Stop after the line holding "of the scrapbook". Repeat exactly every line before it in the records below, that line too, and leave out the pictures.
[EXTRACTED DATA]
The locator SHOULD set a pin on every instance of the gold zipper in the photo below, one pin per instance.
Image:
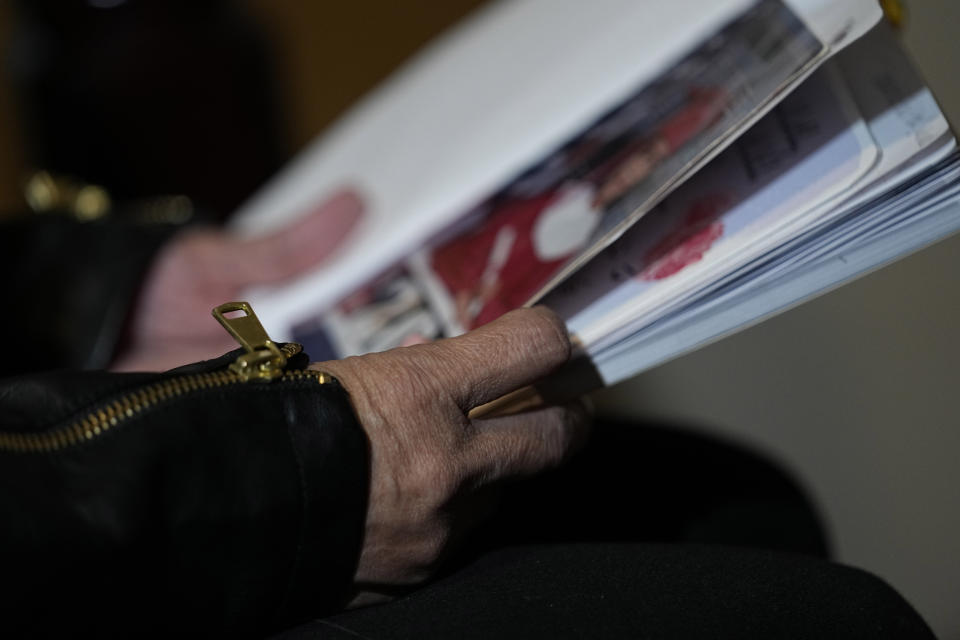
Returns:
(259, 363)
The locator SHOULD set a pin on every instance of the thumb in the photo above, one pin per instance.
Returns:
(300, 245)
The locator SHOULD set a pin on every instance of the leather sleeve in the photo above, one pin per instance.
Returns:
(70, 287)
(233, 509)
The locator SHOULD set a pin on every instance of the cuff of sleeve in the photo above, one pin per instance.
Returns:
(333, 466)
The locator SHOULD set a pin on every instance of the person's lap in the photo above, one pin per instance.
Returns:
(649, 532)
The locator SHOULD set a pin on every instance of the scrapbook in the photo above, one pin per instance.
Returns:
(660, 174)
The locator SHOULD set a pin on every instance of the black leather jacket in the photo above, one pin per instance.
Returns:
(169, 503)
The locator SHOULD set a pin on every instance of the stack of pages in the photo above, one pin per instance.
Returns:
(660, 174)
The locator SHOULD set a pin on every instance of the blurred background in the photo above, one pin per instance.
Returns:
(856, 392)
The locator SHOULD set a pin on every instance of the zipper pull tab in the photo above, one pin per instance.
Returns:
(263, 359)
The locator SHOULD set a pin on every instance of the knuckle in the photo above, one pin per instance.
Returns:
(548, 334)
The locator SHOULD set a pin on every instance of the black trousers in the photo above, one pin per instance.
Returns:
(651, 532)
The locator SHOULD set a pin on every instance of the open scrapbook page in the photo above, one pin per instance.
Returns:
(720, 188)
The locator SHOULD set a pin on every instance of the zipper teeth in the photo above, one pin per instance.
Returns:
(99, 421)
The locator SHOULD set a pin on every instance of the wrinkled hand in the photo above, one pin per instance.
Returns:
(200, 269)
(430, 462)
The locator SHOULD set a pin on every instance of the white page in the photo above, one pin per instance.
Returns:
(419, 167)
(464, 116)
(817, 129)
(741, 307)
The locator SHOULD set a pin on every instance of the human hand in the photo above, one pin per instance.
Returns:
(199, 269)
(431, 465)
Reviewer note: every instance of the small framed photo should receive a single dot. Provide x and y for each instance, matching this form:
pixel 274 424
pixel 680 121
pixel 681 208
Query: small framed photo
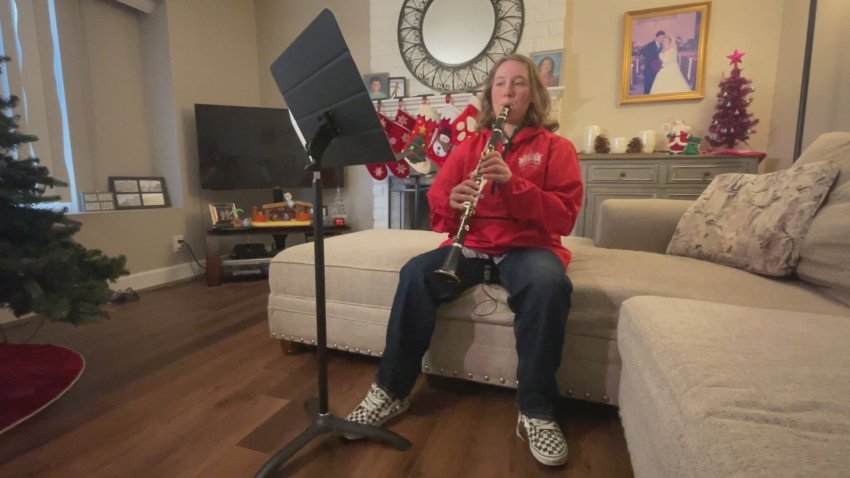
pixel 97 201
pixel 221 214
pixel 378 85
pixel 398 86
pixel 549 65
pixel 664 53
pixel 138 192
[/EXTRACTED DATA]
RESULT FOR THIS TASK =>
The locator SHOULD set a pin on every instance of the gold zipper in the photo below, one pin per instance.
Image:
Returns:
(259, 363)
The locator SHOULD set a pin on every instance of the thumb in the photo above, one pin per instance.
Returns:
(300, 245)
The locator SHOULD set a pin on every instance of the leather sleeve in the photo above, one pin per instance.
Returns:
(70, 287)
(233, 509)
The locator SHOULD set a pin on every instance of the cuff of sleeve in the photo above, one pin per instance.
Returns:
(333, 466)
The locator SHOULD set a pin on every instance of the person's lap in the photo above, one pin per instance.
Returns:
(649, 532)
The locator SHOULD set a pin on every instance of the scrapbook in the photo above, one pin per instance.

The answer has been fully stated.